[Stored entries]

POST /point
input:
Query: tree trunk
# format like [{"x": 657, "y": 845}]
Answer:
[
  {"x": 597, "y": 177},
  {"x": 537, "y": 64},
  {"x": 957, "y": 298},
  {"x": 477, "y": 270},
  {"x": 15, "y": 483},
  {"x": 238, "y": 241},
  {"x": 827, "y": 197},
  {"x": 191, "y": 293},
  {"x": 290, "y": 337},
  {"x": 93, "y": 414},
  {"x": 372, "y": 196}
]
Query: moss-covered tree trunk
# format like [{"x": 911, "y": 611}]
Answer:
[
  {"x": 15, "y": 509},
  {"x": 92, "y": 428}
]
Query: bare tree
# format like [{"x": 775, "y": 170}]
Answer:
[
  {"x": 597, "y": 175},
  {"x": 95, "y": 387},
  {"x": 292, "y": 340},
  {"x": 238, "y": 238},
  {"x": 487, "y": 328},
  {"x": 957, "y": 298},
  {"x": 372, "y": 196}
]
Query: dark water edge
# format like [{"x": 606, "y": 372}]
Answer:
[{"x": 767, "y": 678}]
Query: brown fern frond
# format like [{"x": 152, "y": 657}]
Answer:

» Problem details: Write out every item above again, word for word and line for line.

» Problem solution:
POST /point
input:
Query: tree trunk
# format like [{"x": 657, "y": 845}]
Answer:
[
  {"x": 597, "y": 177},
  {"x": 537, "y": 64},
  {"x": 957, "y": 298},
  {"x": 477, "y": 270},
  {"x": 15, "y": 483},
  {"x": 238, "y": 241},
  {"x": 827, "y": 197},
  {"x": 191, "y": 293},
  {"x": 290, "y": 337},
  {"x": 93, "y": 414},
  {"x": 372, "y": 196}
]
Query: moss-covered tree trunk
# format like [{"x": 911, "y": 611}]
Answer:
[
  {"x": 15, "y": 509},
  {"x": 92, "y": 428}
]
Query: bare tree
# format like [{"x": 775, "y": 170}]
Answer:
[
  {"x": 597, "y": 175},
  {"x": 95, "y": 387},
  {"x": 292, "y": 340},
  {"x": 238, "y": 238},
  {"x": 487, "y": 328},
  {"x": 957, "y": 298},
  {"x": 372, "y": 196}
]
Query: dark water edge
# format like [{"x": 606, "y": 372}]
Answer:
[{"x": 767, "y": 678}]
Query: brown fern frond
# format like [{"x": 152, "y": 657}]
Answer:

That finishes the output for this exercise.